::: Texto para leer :::
Y esto, queridos hermanos -aprovecho para decírselo especialmente a los jóvenes: ¡es algo que ocurre hoy día, lamentablemente! Muchos cristianos, muchos católicos, son fariseos, son católicos de letrerito, de afuera. A veces sin culpa, porque nadie les ha enseñado; pero a veces, en algunos casos, se da porque caen en este mal, en este vicio profundo del hombre religioso que es hacer de la religión algo meramente exterior.
Por eso también la gravedad de este mal, como lo señala Nuestro Señor.
¿Cuál es la gravedad más grande del fariseo? La gravedad más grande es la religión sin amor.
Los fariseos son aquellos que no entran ni dejan entrar. Por eso muchas veces en nuestros grupos -de jóvenes o de adultos- hay personas que querrían entrar, pero no lo hacen porque hay fariseos que no entran pero tampoco dejan entrar.
Como también lo dijo Nuestro Señor Jesucristo: “¡Ay de vosotros, escribas y fariseos hipócritas, que cerráis a los hombres el Reino de los Cielos! Vosotros ciertamente no entráis; y a los que están entrando no les dejáis entrar” (Mt 23, 13).
¿Cuáles son los remedios?
En primer lugar, estudiar las virtudes de Nuestro Señor Jesucristo: la paciencia, la humildad, el amor, el espíritu de servicio, la entrega a los demás.
:::
Tarea 1:
Según el fragmento sobre los fariseos, ¿cuál es la gravedad más grande del fariseo?
Tarea 2:
Enumera todas las virtudes de Nuestro Señor Jesucristo que el fragmento sobre los fariseos propone estudiar como primer remedio.
Tarea 3:
Copia el pasaje del fragmento sobre los fariseos entre "Los fariseos son" y "(Mt 23, 13).", ambos incluidos, y pon "legalistas" en lugar de "fariseos".
Las líneas de datos no hacen falta para ninguna tarea.
::: Datos :::
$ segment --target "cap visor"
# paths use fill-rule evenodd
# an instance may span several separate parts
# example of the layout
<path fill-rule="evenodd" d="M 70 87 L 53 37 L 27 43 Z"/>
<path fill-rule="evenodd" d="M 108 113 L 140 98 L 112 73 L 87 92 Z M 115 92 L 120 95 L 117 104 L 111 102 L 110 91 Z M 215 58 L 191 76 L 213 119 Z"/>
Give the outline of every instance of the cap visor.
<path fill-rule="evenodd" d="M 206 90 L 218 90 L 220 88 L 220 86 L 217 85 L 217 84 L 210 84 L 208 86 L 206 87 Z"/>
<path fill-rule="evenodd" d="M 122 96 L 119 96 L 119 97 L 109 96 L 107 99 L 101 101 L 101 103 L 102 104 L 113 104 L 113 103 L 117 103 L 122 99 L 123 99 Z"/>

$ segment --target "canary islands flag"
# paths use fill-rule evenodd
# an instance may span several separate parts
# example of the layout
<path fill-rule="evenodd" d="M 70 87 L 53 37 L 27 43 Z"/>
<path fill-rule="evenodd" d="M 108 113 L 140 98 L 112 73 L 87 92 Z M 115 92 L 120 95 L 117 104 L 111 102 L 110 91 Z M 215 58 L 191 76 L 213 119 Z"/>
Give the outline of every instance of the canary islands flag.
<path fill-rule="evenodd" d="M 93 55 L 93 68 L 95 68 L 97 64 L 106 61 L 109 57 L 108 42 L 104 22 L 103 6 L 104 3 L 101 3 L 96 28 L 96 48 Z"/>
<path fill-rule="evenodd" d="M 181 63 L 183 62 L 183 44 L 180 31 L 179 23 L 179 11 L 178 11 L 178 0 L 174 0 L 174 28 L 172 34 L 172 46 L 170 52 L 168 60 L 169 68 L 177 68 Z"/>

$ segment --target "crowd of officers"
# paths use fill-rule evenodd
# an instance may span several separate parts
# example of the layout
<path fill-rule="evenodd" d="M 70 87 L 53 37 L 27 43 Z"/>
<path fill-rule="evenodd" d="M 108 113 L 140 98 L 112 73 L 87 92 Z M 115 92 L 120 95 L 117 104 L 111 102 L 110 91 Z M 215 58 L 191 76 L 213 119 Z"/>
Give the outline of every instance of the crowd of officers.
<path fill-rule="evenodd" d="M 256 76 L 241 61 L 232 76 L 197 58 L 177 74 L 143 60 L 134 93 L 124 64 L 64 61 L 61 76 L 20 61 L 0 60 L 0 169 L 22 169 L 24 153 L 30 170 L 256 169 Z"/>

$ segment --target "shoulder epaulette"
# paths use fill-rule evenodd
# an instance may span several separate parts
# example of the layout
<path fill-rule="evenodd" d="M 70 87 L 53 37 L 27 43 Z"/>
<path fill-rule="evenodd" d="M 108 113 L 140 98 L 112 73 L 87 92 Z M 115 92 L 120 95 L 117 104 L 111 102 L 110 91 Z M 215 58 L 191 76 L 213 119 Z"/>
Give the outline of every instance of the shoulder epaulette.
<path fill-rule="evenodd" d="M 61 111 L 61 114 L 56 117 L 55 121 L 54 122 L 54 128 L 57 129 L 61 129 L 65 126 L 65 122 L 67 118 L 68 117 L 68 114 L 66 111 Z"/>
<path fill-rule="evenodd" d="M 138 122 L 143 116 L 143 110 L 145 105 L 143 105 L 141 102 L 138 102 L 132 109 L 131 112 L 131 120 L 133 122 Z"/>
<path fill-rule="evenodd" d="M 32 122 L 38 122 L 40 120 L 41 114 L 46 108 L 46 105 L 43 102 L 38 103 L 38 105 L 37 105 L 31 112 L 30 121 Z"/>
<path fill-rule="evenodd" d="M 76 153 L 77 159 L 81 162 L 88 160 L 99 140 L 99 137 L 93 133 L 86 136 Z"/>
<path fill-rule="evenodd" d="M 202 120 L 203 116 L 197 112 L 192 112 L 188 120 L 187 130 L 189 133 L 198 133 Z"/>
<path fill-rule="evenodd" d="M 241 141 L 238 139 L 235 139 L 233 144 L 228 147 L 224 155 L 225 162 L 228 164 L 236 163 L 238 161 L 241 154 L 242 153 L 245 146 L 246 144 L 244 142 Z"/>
:::
Respuesta 1:
La gravedad más grande del fariseo es la religión sin amor.

Respuesta 2:
La paciencia, la humildad, el amor, el espíritu de servicio y la entrega a los demás.

Respuesta 3:
Los legalistas son aquellos que no entran ni dejan entrar. Por eso muchas veces en nuestros grupos -de jóvenes o de adultos- hay personas que querrían entrar, pero no lo hacen porque hay legalistas que no entran pero tampoco dejan entrar.
Como también lo dijo Nuestro Señor Jesucristo: “¡Ay de vosotros, escribas y legalistas hipócritas, que cerráis a los hombres el Reino de los Cielos! Vosotros ciertamente no entráis; y a los que están entrando no les dejáis entrar” (Mt 23, 13).